╭──

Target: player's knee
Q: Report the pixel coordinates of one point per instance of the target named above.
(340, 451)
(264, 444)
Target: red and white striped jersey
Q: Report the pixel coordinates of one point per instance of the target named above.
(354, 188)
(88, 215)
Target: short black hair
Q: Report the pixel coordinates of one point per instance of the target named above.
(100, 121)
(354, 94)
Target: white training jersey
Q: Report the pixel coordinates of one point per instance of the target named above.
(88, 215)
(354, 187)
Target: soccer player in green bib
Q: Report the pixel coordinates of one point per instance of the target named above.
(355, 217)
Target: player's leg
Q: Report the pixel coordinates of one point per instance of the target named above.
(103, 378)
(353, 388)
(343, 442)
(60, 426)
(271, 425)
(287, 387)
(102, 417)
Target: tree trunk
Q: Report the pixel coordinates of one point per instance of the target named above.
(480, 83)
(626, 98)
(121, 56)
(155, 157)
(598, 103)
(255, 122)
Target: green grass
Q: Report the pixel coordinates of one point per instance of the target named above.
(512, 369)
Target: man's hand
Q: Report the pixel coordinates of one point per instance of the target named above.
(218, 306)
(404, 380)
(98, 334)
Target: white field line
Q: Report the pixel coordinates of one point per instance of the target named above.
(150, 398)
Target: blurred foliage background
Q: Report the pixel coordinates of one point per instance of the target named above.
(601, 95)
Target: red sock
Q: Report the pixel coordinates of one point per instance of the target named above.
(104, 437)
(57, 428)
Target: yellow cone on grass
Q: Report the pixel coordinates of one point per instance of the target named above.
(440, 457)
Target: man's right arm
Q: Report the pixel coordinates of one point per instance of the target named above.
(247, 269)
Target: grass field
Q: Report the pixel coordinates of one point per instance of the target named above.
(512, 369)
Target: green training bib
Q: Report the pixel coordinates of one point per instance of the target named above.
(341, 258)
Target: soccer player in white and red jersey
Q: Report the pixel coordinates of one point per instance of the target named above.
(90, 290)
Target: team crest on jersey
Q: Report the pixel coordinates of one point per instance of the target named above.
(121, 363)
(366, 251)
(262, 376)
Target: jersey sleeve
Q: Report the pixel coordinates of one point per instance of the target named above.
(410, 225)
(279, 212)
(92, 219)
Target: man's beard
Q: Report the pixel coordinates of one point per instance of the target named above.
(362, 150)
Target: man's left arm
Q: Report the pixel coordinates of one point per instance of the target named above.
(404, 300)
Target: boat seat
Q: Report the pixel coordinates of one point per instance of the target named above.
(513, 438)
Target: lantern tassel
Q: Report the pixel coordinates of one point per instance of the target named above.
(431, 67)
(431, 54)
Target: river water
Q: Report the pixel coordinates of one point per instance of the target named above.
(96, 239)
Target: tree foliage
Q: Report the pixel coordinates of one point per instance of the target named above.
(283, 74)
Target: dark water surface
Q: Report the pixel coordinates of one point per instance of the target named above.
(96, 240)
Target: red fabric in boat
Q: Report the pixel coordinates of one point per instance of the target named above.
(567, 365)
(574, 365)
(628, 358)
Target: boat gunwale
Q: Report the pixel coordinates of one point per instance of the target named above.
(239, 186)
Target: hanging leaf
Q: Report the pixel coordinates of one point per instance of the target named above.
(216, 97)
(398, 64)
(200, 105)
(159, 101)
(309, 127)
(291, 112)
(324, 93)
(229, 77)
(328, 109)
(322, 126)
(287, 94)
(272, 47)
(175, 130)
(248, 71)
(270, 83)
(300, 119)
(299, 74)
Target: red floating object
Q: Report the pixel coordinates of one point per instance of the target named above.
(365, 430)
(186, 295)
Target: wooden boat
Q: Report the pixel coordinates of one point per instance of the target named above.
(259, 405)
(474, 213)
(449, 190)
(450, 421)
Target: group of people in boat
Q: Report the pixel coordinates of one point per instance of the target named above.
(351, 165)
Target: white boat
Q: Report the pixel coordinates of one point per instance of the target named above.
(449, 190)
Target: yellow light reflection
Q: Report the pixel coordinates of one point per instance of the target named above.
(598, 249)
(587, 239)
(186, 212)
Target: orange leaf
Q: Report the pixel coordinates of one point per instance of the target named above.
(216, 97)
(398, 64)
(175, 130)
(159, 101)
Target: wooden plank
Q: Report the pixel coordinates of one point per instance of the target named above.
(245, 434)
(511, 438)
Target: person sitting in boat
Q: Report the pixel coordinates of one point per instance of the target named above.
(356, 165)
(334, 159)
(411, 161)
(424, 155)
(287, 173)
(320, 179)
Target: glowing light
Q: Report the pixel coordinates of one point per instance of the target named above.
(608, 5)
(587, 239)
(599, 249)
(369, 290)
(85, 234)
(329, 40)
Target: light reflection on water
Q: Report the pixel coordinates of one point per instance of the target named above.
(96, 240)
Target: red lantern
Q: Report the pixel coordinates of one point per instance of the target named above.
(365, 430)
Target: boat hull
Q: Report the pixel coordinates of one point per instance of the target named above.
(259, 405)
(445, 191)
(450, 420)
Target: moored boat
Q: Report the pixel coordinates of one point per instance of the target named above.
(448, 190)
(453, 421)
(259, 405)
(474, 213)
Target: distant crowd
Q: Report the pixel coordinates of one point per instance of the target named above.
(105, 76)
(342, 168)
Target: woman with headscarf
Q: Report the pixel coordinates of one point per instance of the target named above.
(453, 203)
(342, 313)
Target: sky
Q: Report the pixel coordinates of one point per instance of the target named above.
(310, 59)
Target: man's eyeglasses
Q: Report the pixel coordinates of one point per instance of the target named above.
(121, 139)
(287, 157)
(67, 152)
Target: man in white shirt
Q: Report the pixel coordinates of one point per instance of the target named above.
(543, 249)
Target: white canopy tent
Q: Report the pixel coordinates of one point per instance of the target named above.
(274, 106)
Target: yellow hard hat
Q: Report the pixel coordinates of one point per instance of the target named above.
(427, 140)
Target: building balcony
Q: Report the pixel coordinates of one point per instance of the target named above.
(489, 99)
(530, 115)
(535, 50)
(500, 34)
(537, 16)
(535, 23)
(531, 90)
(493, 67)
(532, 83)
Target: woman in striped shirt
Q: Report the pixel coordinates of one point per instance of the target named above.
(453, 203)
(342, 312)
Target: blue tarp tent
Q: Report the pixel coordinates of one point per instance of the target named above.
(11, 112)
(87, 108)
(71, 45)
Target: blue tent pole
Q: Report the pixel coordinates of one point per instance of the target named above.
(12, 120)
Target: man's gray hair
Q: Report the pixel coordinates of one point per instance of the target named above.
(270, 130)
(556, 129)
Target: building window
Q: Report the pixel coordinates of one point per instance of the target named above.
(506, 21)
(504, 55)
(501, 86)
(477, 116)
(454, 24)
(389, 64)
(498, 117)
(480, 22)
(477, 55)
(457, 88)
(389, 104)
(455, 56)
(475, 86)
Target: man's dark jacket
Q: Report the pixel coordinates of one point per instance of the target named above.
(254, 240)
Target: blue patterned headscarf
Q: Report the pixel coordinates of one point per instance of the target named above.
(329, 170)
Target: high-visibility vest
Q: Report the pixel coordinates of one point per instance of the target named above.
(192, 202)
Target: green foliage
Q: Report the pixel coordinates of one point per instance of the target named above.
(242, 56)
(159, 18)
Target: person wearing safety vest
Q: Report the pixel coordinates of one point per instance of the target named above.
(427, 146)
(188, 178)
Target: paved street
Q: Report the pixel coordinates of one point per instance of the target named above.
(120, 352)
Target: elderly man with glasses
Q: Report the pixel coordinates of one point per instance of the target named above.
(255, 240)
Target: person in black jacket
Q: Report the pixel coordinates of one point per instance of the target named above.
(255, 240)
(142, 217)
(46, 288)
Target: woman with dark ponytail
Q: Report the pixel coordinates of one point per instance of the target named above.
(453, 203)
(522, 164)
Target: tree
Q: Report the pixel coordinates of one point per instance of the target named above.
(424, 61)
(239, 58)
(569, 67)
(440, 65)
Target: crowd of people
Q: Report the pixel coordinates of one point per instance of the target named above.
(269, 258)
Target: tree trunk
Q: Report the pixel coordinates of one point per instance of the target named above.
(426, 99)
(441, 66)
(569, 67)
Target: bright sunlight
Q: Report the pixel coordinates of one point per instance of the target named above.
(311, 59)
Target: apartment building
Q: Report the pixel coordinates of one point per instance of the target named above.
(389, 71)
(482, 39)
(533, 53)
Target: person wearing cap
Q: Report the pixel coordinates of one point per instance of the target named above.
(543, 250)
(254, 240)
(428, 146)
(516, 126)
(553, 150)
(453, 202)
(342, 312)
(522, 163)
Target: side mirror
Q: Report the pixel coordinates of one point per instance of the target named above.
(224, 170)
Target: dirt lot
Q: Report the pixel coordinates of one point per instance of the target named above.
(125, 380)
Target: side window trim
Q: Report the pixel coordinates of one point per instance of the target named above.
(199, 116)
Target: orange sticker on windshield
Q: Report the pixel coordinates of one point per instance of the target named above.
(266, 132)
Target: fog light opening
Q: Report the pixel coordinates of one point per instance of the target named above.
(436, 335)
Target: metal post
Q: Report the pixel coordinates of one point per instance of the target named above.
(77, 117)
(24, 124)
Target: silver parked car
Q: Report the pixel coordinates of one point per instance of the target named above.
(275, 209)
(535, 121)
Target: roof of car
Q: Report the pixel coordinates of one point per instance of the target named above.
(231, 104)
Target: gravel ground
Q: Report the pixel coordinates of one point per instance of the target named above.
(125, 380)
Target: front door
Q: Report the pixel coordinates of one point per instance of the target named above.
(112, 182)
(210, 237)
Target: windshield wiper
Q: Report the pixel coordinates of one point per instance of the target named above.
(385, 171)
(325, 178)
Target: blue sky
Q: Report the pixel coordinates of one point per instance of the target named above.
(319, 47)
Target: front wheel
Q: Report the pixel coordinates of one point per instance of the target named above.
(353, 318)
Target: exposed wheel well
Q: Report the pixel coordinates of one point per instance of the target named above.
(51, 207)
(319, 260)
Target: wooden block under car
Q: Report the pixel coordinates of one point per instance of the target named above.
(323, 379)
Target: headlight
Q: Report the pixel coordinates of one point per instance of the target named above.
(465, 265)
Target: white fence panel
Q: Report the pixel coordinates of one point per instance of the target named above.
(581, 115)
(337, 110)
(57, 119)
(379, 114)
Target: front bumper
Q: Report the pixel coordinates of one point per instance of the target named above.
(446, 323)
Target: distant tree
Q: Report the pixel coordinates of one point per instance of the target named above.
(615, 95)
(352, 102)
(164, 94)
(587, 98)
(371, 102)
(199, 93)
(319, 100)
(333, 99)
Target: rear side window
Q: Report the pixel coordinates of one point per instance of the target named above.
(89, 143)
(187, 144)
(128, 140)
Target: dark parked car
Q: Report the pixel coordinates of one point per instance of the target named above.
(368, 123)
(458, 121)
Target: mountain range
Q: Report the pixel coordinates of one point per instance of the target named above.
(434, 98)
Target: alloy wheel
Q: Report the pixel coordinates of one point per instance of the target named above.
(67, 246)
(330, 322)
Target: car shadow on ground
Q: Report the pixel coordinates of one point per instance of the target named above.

╰──

THE EXERCISE – Print nothing but the lines from the line with "Target: rear side window" to the last line of the records above. Both of those lines count.

CORRECT RESPONSE –
Target: rear side window
Q: Report the pixel coordinates of one point per instance of the target named above.
(89, 143)
(187, 144)
(128, 140)
Target: dark parked car
Q: Report the pixel coordinates of one point per instance of the target named above.
(368, 123)
(458, 121)
Target: mountain range
Q: Report the pixel coordinates of one point per instance of the target named above.
(434, 98)
Target: alloy wheel
Q: Report the pixel coordinates of one point per instance of the target named above.
(67, 246)
(330, 322)
Target: car shadow on ground
Q: Report the pixel coordinates of one point per instance of the target named above.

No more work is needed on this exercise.